• _TASK LIST_:
• 1. In the project description, restate the part between "This project covers" and "with human uncertainty.", inclusive, substituting "measures" for "metrics".
• 2. According to the project description, what is human annotation leveraged for?
• 3. List every metric that the project description names for evaluating the quality of uncertainty estimates.

• _SELECTED PASSAGE_:
· · ·

UQ for AI Safety and Fairness

This project covers a series of my work on uncertainty quantification under distribution shift, especially covariate shift. We look at various metrics to evaluate the quality of uncertainty estimates, ranging from marginal coverage, sharpness, to expected calibration errors (for subgroups). We aim to develop rigorous and principled methods that is also practical in real world applications. For example, we try to improve and better balance the sample complexity and computational complexity for popular distributon-free methods like conformal predictions. We also utilize data beyond traditional labeled data in supervised learning for the purpose of model calibration. For example, we leverage human annotation to “align” the LLM better with human uncertainty.

· · ·

• _RECORDED INFORMATION_:
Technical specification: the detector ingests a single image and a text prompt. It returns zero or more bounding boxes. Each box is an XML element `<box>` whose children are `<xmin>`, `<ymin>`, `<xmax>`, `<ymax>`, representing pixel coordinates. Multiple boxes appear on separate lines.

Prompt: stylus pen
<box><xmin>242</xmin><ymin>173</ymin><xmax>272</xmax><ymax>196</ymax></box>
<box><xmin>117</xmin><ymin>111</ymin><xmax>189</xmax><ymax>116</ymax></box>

· · ·

• _SOLUTIONS TO THE PROBLEMS_:
• 1.
This project covers a series of my work on uncertainty quantification under distribution shift, especially covariate shift. We look at various measures to evaluate the quality of uncertainty estimates, ranging from marginal coverage, sharpness, to expected calibration errors (for subgroups). We aim to develop rigorous and principled methods that is also practical in real world applications. For example, we try to improve and better balance the sample complexity and computational complexity for popular distributon-free methods like conformal predictions. We also utilize data beyond traditional labeled data in supervised learning for the purpose of model calibration. For example, we leverage human annotation to “align” the LLM better with human uncertainty.

• 2. To "align" the LLM better with human uncertainty.

• 3.
- Marginal coverage
- Sharpness
- Expected calibration errors (for subgroups)